---------- DATASET ENTRIES

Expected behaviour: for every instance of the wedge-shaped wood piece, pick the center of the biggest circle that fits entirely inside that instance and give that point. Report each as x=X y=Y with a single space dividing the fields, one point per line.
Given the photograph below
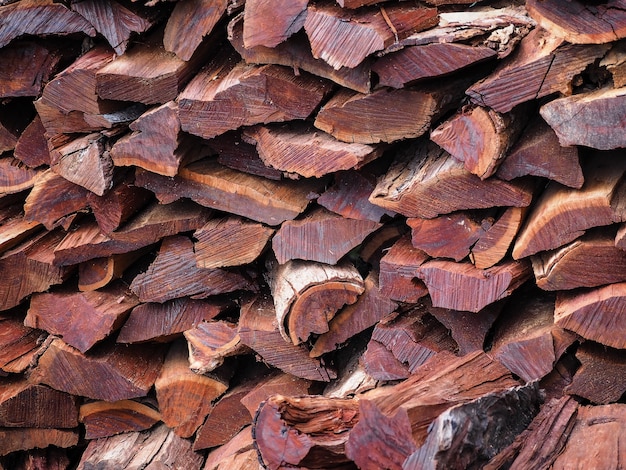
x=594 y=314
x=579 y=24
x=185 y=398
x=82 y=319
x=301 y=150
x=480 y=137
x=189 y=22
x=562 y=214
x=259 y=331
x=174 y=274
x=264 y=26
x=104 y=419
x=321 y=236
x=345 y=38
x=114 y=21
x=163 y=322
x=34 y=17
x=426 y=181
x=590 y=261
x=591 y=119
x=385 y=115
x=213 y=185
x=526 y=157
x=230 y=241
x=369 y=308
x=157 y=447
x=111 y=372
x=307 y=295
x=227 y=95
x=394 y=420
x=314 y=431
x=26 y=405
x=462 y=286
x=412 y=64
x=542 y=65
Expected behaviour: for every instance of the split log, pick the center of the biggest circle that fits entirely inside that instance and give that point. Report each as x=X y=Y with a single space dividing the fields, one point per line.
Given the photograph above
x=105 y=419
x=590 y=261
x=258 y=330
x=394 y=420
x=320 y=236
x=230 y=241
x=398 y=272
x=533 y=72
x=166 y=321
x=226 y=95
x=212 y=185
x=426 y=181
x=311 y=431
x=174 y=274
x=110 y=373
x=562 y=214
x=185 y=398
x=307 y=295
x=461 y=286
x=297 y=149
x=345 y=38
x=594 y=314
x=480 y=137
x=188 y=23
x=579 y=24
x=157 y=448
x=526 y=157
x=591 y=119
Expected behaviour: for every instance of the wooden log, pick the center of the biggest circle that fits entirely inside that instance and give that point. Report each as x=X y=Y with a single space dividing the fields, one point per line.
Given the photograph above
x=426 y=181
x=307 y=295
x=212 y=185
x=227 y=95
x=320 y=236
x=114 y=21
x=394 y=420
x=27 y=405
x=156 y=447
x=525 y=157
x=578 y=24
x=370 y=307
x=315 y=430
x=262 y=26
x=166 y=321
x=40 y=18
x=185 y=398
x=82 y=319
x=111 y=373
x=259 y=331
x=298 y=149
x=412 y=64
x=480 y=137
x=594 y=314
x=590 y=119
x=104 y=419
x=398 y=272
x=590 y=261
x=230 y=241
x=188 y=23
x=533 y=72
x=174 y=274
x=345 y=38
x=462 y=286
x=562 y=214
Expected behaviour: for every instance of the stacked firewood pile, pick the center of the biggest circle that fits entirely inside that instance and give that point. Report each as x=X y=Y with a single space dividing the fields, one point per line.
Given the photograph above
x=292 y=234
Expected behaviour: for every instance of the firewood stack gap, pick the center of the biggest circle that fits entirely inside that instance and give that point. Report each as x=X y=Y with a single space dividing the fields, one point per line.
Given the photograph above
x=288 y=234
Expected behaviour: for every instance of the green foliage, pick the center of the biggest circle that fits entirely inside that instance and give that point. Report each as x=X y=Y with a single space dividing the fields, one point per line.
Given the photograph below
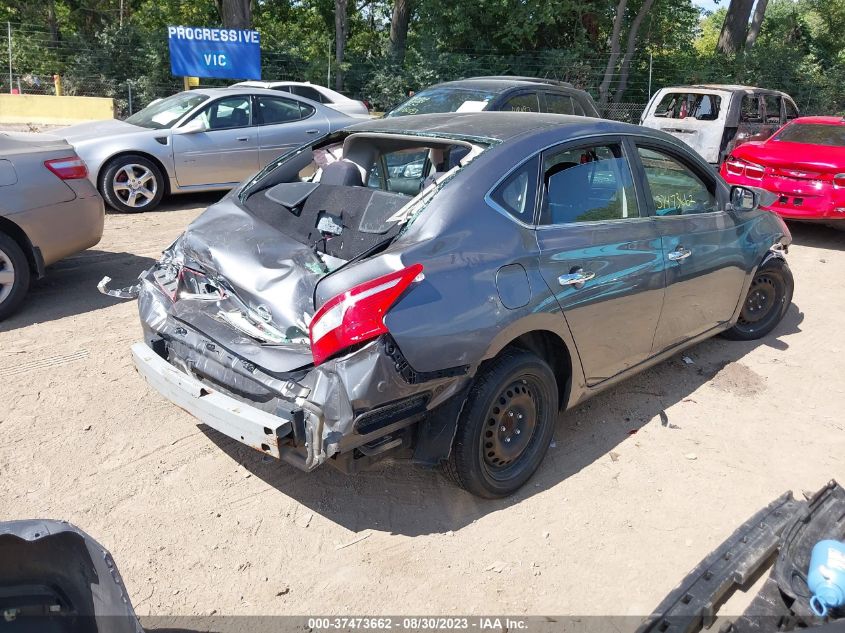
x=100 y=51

--------------------

- WORK TO COMPLETE
Only the pictures should be left out; write out everything else in the records exactly.

- RESPONSE BELOW
Expected behaviour: for every instance of the wedge-shaped wood piece, pick the center of the biggest circle that fits entirely inside that instance and give that point. Report each as x=X y=Y with a single space dividing the fields, one point per line.
Given the photograph below
x=594 y=314
x=579 y=24
x=185 y=398
x=82 y=319
x=301 y=150
x=480 y=137
x=189 y=22
x=562 y=214
x=259 y=331
x=174 y=274
x=264 y=26
x=104 y=419
x=321 y=236
x=345 y=38
x=114 y=21
x=163 y=322
x=34 y=17
x=426 y=181
x=590 y=261
x=591 y=119
x=385 y=115
x=213 y=185
x=526 y=157
x=230 y=241
x=369 y=308
x=157 y=447
x=111 y=372
x=307 y=295
x=227 y=95
x=394 y=420
x=314 y=431
x=26 y=405
x=462 y=286
x=412 y=64
x=542 y=65
Expected behaviour: for every instance of the split log, pick the center of the biggest circle that fits entirely inside that instance and give that point. Report each as x=X y=Y with a single space dividing the fields, one point per line.
Given the photograph above
x=105 y=419
x=590 y=261
x=258 y=330
x=394 y=420
x=320 y=236
x=230 y=241
x=398 y=272
x=533 y=72
x=166 y=321
x=226 y=95
x=212 y=185
x=426 y=181
x=311 y=431
x=174 y=274
x=110 y=373
x=562 y=214
x=185 y=398
x=307 y=295
x=461 y=286
x=297 y=149
x=345 y=38
x=594 y=314
x=480 y=137
x=188 y=23
x=579 y=24
x=157 y=448
x=526 y=157
x=591 y=119
Expected behaviour: for every instance of the wooden log, pick the center of the biggest circle that fits entirely inside that instance and give that point. Report each as x=X y=Y with a single space dividing the fields, one point per line.
Given the photograph above
x=426 y=181
x=307 y=295
x=212 y=185
x=227 y=95
x=320 y=236
x=114 y=21
x=394 y=420
x=27 y=405
x=156 y=447
x=525 y=157
x=578 y=24
x=370 y=307
x=315 y=430
x=262 y=26
x=166 y=321
x=40 y=18
x=185 y=398
x=82 y=319
x=111 y=373
x=259 y=331
x=298 y=149
x=412 y=64
x=480 y=137
x=594 y=314
x=590 y=119
x=104 y=419
x=398 y=272
x=590 y=261
x=230 y=241
x=188 y=23
x=533 y=72
x=174 y=274
x=345 y=38
x=462 y=286
x=562 y=214
Expected behaviour: for every instance of the stacked firewood pile, pick the center of the biggest circle that fits entirely inside that instance and give that point. Report each as x=X y=Y with a single space dividing the fields, one point per line.
Given the photograph above
x=292 y=234
Expected behaviour: for every instance of the firewood stack gap, pick the center of the biggest circle that fits entirely inside that instance and give that point. Report each as x=X y=Y with a single space dividing the fields, one point per line.
Given the photograph above
x=288 y=234
Expected behaviour: for every instance of the green foliage, pick the center of the biggest circle that fits entirely inside that instance and give that point. Report each as x=X y=Y with a single space dividing the fields, one point per line.
Given the photograph below
x=100 y=51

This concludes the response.